● **SET TASK**: Report every line of the material that contains the word "hole", copying each line in full. Matching is case-sensitive.
Start of INPUT ROWS
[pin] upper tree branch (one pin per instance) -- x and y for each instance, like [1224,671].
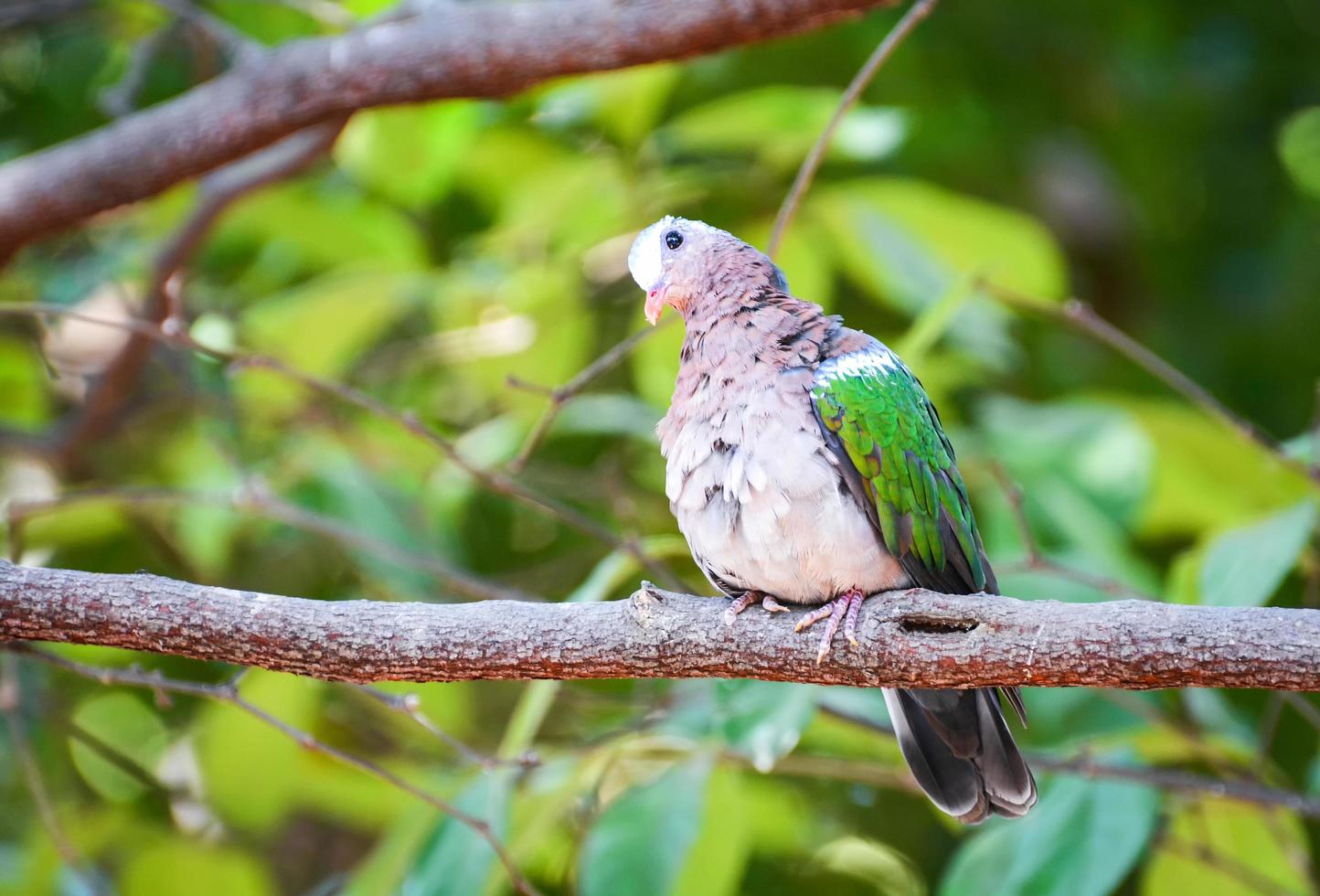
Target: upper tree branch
[906,639]
[461,49]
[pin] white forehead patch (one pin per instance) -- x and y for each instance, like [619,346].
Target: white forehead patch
[644,261]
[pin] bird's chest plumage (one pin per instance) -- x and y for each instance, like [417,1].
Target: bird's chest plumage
[757,493]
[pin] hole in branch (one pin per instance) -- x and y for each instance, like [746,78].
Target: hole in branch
[932,625]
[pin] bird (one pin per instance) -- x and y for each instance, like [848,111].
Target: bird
[805,464]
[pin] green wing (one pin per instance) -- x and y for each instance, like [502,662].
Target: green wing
[880,422]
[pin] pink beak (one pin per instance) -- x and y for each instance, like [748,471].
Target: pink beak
[655,305]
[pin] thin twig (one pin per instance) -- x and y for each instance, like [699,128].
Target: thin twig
[1305,709]
[164,308]
[12,710]
[561,395]
[1163,779]
[1243,874]
[807,172]
[253,497]
[1082,317]
[407,420]
[410,705]
[228,692]
[1037,560]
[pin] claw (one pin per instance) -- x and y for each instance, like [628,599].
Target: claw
[840,610]
[738,604]
[749,598]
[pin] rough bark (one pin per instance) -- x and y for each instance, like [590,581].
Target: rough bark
[454,49]
[909,637]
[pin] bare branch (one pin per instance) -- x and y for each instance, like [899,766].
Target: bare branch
[561,395]
[218,192]
[12,711]
[907,639]
[451,50]
[256,499]
[490,479]
[1082,317]
[1037,560]
[228,692]
[807,172]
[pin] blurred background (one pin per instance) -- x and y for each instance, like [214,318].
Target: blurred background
[1160,161]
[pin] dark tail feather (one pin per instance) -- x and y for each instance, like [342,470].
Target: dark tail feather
[961,753]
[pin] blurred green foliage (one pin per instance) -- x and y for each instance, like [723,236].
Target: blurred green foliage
[1160,161]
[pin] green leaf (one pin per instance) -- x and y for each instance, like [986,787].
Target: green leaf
[252,773]
[299,229]
[1299,148]
[1206,475]
[909,243]
[410,154]
[124,723]
[641,841]
[740,123]
[764,720]
[1262,842]
[878,865]
[324,326]
[23,383]
[719,859]
[455,860]
[178,866]
[1081,839]
[607,413]
[1245,566]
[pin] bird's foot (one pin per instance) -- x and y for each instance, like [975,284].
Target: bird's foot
[749,598]
[842,609]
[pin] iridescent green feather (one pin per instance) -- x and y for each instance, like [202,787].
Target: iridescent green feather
[889,432]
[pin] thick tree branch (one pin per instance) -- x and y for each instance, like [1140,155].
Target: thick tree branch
[910,637]
[461,49]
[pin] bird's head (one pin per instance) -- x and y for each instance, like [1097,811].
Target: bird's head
[676,261]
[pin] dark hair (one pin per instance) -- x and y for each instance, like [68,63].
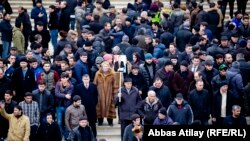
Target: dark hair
[76,98]
[124,10]
[9,92]
[19,108]
[46,62]
[102,139]
[49,114]
[28,94]
[188,45]
[41,82]
[127,79]
[63,34]
[64,74]
[211,4]
[176,5]
[52,7]
[96,17]
[157,40]
[37,36]
[217,56]
[44,50]
[18,24]
[5,14]
[83,54]
[65,62]
[157,79]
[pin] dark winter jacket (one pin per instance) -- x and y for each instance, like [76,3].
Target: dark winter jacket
[6,30]
[82,134]
[129,103]
[230,120]
[89,99]
[166,38]
[47,101]
[182,38]
[80,69]
[45,37]
[182,114]
[138,81]
[158,51]
[235,81]
[49,132]
[146,74]
[180,84]
[167,77]
[65,19]
[132,49]
[117,36]
[4,85]
[60,46]
[34,15]
[60,93]
[53,21]
[216,106]
[200,104]
[24,19]
[163,94]
[166,121]
[22,84]
[149,111]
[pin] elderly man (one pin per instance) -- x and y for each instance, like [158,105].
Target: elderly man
[16,133]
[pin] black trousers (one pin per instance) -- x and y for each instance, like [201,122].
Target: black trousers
[124,124]
[242,4]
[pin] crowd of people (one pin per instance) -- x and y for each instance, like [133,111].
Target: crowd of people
[154,64]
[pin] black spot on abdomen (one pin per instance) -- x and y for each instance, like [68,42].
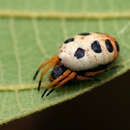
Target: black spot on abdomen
[117,46]
[109,45]
[58,71]
[79,53]
[96,47]
[69,40]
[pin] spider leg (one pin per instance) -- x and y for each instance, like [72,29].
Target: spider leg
[65,74]
[43,73]
[41,66]
[79,77]
[53,62]
[70,77]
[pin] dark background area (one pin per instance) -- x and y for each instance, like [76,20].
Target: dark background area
[105,108]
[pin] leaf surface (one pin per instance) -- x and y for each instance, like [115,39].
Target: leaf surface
[27,41]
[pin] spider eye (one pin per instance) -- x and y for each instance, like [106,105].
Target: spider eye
[79,53]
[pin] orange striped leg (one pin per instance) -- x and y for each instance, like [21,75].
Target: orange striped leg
[78,77]
[54,82]
[65,74]
[53,62]
[94,73]
[70,77]
[45,63]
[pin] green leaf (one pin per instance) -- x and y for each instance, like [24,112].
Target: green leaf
[32,31]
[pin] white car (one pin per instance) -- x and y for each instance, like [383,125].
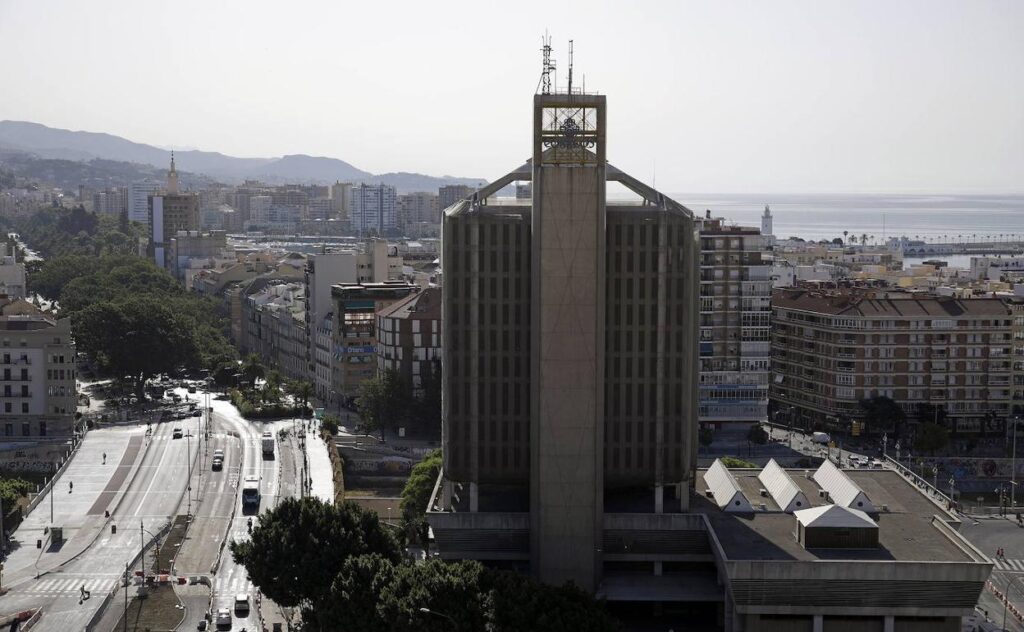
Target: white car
[223,619]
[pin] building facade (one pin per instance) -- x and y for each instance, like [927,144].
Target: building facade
[939,359]
[409,335]
[374,209]
[354,331]
[735,334]
[37,375]
[569,357]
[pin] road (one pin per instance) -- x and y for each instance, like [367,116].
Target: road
[142,485]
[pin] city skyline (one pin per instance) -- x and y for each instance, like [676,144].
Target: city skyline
[797,97]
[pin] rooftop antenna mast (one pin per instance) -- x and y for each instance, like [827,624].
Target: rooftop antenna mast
[570,67]
[549,65]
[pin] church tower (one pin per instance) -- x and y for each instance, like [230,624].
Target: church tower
[172,177]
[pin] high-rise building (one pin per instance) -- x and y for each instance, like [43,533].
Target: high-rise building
[354,330]
[341,195]
[569,360]
[168,213]
[138,200]
[374,209]
[735,334]
[450,194]
[418,208]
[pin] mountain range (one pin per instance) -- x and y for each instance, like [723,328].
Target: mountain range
[53,143]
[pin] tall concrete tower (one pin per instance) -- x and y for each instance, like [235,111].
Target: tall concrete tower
[567,335]
[172,177]
[766,222]
[569,395]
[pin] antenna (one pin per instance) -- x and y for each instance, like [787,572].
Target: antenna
[548,67]
[570,67]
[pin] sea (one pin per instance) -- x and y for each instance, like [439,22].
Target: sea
[929,217]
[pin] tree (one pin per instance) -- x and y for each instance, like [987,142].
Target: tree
[416,496]
[351,603]
[517,603]
[136,338]
[383,402]
[931,436]
[883,415]
[301,545]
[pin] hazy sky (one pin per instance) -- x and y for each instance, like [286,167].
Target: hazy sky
[713,96]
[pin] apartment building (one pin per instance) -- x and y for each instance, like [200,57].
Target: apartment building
[377,262]
[735,312]
[354,330]
[275,329]
[418,208]
[410,338]
[374,209]
[37,374]
[12,278]
[833,348]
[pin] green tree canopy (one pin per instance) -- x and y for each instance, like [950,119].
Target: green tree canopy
[301,545]
[930,437]
[138,337]
[384,402]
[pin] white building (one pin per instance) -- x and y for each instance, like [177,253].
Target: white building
[138,200]
[374,209]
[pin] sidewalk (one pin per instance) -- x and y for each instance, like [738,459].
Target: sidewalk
[79,509]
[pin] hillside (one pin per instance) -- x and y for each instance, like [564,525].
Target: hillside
[19,138]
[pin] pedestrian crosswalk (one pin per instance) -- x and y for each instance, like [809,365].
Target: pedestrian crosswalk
[60,585]
[1010,564]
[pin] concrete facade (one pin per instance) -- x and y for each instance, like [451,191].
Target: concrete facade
[569,356]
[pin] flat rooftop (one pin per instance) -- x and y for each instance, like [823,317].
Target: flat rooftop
[905,530]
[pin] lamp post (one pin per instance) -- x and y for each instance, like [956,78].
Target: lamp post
[1013,467]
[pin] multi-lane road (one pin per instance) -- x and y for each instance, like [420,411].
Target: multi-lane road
[124,486]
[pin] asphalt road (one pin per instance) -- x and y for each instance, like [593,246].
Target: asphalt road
[94,557]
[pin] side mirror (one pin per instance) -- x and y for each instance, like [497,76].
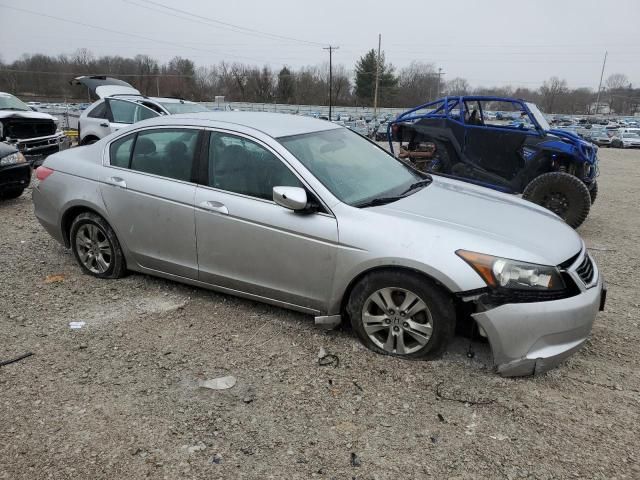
End of INPUT ROWS
● **ANSWER TO THIS TASK**:
[pin] hole in branch (one pin per instance) -- x and y for each instance, like [746,78].
Target: hole in branch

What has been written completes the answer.